-- STUDY TEXT follows --

Collaboration: PAIR, PAIMI and PADD work together to assist individuals with disabilities receive services in the most integrated setting. Staff also collaborates with local independent living centers to help achieve this goal for our clients.

Number of Cases: Under the heading of Community Integration the P&A worked on 8 cases of individual advocacy in FY11.

Case Summary: D.1. The Alaska P&A did advocate on behalf of 3 individuals under this indicator, as planned. In one case, a woman with brain cancer contacted the Alaska P&A because of a notice she received from her long-term disability insurance carrier, and employer provided policy. The insurance company has sent her a notice about a change in her policy that would mean her benefits will expire when she reaches age 65. Given her cancer diagnosis, she has lived long past her life expectancy and feels that with this change of policy that she’s being discriminated against.

Upon further review, the P&A determined her dispute was not disability related, but a rather a matter of how the policy was interpreted. The client was given information on her rights and as far as the P&A knows, she continued to self-advocate for a different interpretation of her policy.

D.2. No Certificates of Need came up for review in this fiscal year.

D.3 The Alaska P&A assisted 5 individuals this year (3 more than was planned under this indicator) including the following case:

An individual with kidney disease contacted the Alaska P&A for assistance when he was notified that he would be denied boarding to his upcoming cruise because of his use of a home dialysis kit which he planned to use on the ship. The cruise line would only let him and his wife go on the cruise if he had been using the kit for at least 1 year per its policy, but he had only be using it for 5 months. Additionally, the cruise line required that he purchase travel insurance although nondisabled passengers were not required to do so.

The Alaska P&A wrote a letter to the cruise line explaining that under Title III of the Americans with Disabilities Act, not only did the cruise line need to accommodate the individual and allow him to board the ship and use his home dialysis kit since he and his wife were certified in its use, but also because he had a fit-to-travel letter from his doctor. The Alaska P&A also explained to the cruise line that they could not require a passenger with a disability to purchase insurance solely because of his disability.

The cruise line responded by eliminating the insurance requirement and making a reasonable accommodation to its one year policy to allow the individual and his wife go on the cruise.

D.4. Again this year the P&A was unable to hold discussions with the Commissioner for the Department of Health and Social Services regarding the comprehensive Olmstead plan. The P&A has brought Olmstead litigation against the State claiming that it does not have a comprehensive, effectively working plan. Although the goal of meeting with the Commissioner stands, it seems that while litigation is pending that meeting will be unlikely. The P&A will continue to advocate for this priority and hopes that the litigation will prompt the State to improve whatever plan they do have.

-- STUDY TEXT concluded --

Answer these questions using the advocacy report above:
1. How many cases of individual advocacy did the P&A work on under Community Integration in FY11?
2. How long had the man with kidney disease been using his home dialysis kit?
3. With whom was the P&A again unable to hold discussions about the comprehensive Olmstead plan?

-- GIVEN ENTRIES follows --

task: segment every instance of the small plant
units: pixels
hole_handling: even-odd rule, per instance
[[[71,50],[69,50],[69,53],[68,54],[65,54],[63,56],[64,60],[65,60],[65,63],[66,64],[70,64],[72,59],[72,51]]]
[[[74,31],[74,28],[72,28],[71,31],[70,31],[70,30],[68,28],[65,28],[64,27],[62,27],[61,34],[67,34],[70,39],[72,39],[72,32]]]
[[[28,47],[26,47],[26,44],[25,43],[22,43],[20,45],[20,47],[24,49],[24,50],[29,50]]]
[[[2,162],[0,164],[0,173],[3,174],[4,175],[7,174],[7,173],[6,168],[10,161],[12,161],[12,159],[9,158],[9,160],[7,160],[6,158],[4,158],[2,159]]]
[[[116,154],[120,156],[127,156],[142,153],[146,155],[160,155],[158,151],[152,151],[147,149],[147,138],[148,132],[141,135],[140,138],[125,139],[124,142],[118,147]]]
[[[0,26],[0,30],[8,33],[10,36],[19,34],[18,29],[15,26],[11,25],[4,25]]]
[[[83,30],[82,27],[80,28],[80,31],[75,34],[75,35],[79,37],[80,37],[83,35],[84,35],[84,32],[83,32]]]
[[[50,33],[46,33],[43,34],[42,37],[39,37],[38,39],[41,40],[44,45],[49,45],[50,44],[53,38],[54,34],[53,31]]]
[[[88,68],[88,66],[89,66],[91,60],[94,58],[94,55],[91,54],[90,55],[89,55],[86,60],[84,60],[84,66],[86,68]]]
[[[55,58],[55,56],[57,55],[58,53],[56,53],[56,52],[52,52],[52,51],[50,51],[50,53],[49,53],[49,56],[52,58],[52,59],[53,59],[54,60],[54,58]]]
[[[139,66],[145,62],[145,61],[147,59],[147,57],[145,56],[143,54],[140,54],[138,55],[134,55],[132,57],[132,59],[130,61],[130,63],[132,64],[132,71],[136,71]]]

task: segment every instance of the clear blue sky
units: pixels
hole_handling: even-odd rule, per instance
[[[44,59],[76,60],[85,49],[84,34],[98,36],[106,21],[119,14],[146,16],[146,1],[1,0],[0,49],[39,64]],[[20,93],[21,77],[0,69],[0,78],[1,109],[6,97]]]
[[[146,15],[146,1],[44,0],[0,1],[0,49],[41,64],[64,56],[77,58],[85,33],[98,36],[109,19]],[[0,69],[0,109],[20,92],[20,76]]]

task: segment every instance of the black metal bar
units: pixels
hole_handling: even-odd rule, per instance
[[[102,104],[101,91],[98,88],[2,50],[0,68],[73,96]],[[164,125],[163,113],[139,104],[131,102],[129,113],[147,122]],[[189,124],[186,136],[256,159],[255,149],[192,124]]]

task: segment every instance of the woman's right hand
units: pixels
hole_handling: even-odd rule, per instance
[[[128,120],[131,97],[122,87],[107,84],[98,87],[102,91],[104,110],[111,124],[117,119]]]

-- GIVEN ENTRIES concluded --

**RESULT BELOW:**
1. 8 cases.
2. 5 months.
3. The Commissioner for the Department of Health and Social Services.